- _Information given_
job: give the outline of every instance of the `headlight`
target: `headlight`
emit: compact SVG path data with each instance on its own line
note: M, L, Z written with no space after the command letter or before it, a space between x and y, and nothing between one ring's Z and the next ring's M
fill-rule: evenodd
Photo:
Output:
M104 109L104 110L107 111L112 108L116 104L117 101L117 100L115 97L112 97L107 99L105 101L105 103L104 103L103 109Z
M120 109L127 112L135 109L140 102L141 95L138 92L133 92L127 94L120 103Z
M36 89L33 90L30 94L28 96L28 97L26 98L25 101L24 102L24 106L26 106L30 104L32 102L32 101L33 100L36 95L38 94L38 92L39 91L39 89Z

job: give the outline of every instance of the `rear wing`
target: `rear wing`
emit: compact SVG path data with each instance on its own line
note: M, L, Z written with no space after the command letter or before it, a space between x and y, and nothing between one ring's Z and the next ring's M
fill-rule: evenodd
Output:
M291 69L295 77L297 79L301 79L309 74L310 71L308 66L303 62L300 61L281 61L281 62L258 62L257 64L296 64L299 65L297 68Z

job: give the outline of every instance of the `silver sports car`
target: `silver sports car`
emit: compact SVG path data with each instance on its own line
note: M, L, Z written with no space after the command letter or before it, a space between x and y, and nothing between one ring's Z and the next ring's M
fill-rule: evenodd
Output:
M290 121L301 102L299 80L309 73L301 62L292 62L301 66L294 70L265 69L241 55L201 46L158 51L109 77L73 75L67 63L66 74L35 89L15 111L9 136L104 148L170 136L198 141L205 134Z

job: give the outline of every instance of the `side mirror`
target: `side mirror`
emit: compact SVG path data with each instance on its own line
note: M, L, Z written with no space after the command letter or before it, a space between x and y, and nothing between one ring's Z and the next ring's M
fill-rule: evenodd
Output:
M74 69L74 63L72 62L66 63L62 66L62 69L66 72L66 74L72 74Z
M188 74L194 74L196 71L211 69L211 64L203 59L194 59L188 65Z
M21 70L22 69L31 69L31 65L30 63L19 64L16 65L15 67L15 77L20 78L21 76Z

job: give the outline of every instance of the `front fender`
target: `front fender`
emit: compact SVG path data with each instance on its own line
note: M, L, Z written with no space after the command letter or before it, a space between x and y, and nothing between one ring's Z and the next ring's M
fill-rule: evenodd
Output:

- _Task brief_
Rewrite all the rows above with "each instance on its own line" replaced by "each instance on a separate line" wherever it appears. Keep every other character the same.

- _Problem solution_
job: give the outline of every instance of the `headlight`
target: `headlight`
emit: compact SVG path data with each instance on a separate line
note: M, L, Z written with no space after the command letter or before it, a space between x and y, and nothing between one ring's Z and the next ring's M
fill-rule: evenodd
Photo:
Output:
M104 109L104 110L107 111L112 108L116 104L117 101L117 100L115 97L112 97L107 99L105 101L105 103L104 103L103 109Z
M120 109L127 112L135 109L140 102L141 95L138 92L133 92L127 94L120 103Z
M36 89L33 90L30 94L28 96L28 97L26 98L25 101L24 102L24 106L26 106L30 104L32 102L32 101L33 100L36 95L38 94L38 92L39 91L39 89Z

job: give the outline of every instance of the `rear wing`
target: `rear wing`
emit: compact SVG path data with each instance on a separate line
note: M, L, Z written with no space after the command letter or before it, a space between x and y, and nothing between one ring's Z and the next ring's M
fill-rule: evenodd
Output:
M291 69L295 77L297 79L301 79L309 74L310 71L308 66L303 62L300 61L281 61L281 62L258 62L257 64L296 64L299 65L297 68Z

job: give the outline of every instance of the `silver sports car`
target: `silver sports car`
emit: compact SVG path data with each instance on a separate line
note: M, L, Z written with no space after the command letter or before it, a space between x and y, and nothing between one ring's Z and the next ring's M
fill-rule: evenodd
Output:
M290 121L301 102L299 80L309 73L301 62L292 62L301 66L294 70L265 69L241 55L201 46L158 51L109 77L73 75L67 63L66 74L35 89L15 111L9 136L104 148L170 136L198 141L205 134Z

job: give the outline of every instance of the `side mirror`
target: `side mirror`
emit: compact SVG path data with each instance on a separate line
note: M, L, Z written with no space after the command letter or before it, a space between x and y, and nothing between one ring's Z and the next ring's M
fill-rule: evenodd
Output:
M74 69L74 63L72 62L66 63L62 66L62 69L66 72L66 74L72 74Z
M188 74L194 74L196 71L211 69L211 64L203 59L194 59L188 65Z
M21 70L22 69L31 69L31 65L30 63L19 64L16 65L15 67L15 77L20 78L21 76Z

job: give the outline of every instance of the `front fender`
target: `front fender`
emit: compact SVG path data with each instance on a separate line
note: M, L, Z written with no space after the command letter or before it, a space between x and y, and nothing between one ring's Z and the next ring's M
fill-rule: evenodd
Output:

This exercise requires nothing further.